* Task directions:
Your task is to repeat the records exactly from the line containing "Category: tree bark" onward, through the final line.
[START OF Data excerpts]
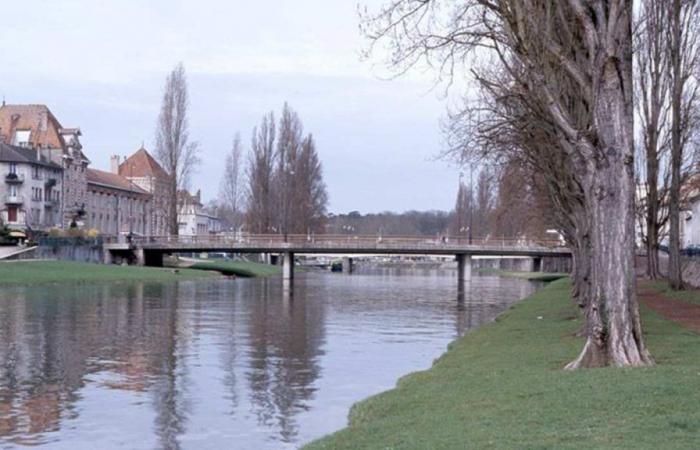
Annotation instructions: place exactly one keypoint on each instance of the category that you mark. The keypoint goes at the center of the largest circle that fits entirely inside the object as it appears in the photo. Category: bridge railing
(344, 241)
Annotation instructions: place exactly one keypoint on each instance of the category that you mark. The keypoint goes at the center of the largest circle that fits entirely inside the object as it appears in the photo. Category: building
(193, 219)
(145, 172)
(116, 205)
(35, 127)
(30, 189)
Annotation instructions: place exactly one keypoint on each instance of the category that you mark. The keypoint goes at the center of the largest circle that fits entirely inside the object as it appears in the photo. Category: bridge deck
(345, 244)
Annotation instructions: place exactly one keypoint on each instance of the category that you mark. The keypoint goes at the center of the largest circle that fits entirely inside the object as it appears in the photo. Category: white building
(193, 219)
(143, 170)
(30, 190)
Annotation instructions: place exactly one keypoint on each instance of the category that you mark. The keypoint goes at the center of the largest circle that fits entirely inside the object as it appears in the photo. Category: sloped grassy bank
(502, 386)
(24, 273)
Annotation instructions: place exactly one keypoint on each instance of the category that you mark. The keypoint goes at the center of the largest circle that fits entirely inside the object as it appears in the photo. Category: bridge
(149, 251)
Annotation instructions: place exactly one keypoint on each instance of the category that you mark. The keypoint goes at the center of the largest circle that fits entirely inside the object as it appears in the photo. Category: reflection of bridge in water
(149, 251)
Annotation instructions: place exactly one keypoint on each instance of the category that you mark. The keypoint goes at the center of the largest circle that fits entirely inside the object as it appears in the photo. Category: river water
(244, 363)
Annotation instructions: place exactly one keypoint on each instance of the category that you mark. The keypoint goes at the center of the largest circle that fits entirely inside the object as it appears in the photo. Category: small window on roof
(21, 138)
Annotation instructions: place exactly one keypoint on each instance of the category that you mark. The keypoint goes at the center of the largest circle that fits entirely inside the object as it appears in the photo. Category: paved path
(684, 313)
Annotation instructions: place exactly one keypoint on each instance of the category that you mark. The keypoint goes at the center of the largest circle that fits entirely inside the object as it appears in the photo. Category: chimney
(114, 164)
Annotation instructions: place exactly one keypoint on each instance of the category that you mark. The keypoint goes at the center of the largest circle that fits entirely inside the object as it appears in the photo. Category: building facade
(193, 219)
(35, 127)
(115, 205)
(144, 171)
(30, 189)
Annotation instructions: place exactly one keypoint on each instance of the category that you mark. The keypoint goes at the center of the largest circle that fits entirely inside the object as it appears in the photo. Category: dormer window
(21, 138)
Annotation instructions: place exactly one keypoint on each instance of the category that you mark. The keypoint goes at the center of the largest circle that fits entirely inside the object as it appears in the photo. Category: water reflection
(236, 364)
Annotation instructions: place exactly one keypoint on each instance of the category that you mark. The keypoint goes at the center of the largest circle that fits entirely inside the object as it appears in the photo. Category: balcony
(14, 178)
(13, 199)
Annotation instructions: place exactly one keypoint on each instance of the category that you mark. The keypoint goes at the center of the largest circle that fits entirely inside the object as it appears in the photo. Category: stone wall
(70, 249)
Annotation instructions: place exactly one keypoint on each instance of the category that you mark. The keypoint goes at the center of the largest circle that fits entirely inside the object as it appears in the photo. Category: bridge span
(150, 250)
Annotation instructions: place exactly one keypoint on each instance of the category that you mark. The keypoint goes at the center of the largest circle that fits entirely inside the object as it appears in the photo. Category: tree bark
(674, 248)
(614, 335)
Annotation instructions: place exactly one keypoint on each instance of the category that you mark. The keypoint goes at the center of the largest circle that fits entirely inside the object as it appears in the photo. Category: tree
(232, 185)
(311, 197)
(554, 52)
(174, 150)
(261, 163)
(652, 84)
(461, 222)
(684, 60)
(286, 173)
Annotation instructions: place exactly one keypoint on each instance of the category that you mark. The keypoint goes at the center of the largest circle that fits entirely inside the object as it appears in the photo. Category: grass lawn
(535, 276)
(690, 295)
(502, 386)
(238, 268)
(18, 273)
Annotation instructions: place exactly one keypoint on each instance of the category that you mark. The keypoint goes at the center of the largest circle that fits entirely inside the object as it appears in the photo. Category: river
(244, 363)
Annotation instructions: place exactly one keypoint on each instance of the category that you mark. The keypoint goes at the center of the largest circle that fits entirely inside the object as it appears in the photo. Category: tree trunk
[END OF Data excerpts]
* Solved exercise:
Annotation instructions: place exactly one keypoint on each instance of the category that you mark. The keypoint goes at the center of the largest circle that fits entirely inside the object as it appears in the photo. Category: tree bark
(674, 248)
(614, 335)
Annotation instructions: place exactly one keypoint on each instance of the category that you mark. The keypoint goes at the center of the largest circle that fits entirely inside the object as it appears in the photo. Category: tree
(232, 185)
(311, 197)
(554, 52)
(174, 150)
(261, 163)
(652, 84)
(461, 222)
(684, 60)
(286, 173)
Annotation instructions: place exactly one keypoint on each instance of the category that you mark. The keypoint goes at the center of the largest circle that fits entirely inside the object as it appears in the photo. Category: grass lawn
(535, 276)
(690, 295)
(502, 386)
(238, 268)
(18, 273)
Annotation instructions: place exactly one keypoint on each instance of the category that you mark. The keypoint goes at the center of the largest circle that fits entirely inside the object as it appears in the photo. Category: river
(244, 363)
Annotation instructions: place exactly one keypoint on each instance of the category that you mark. The keypoint goes at the center of the largest circle that fits entirely inside the object as it appears in the photo. Category: tree trunk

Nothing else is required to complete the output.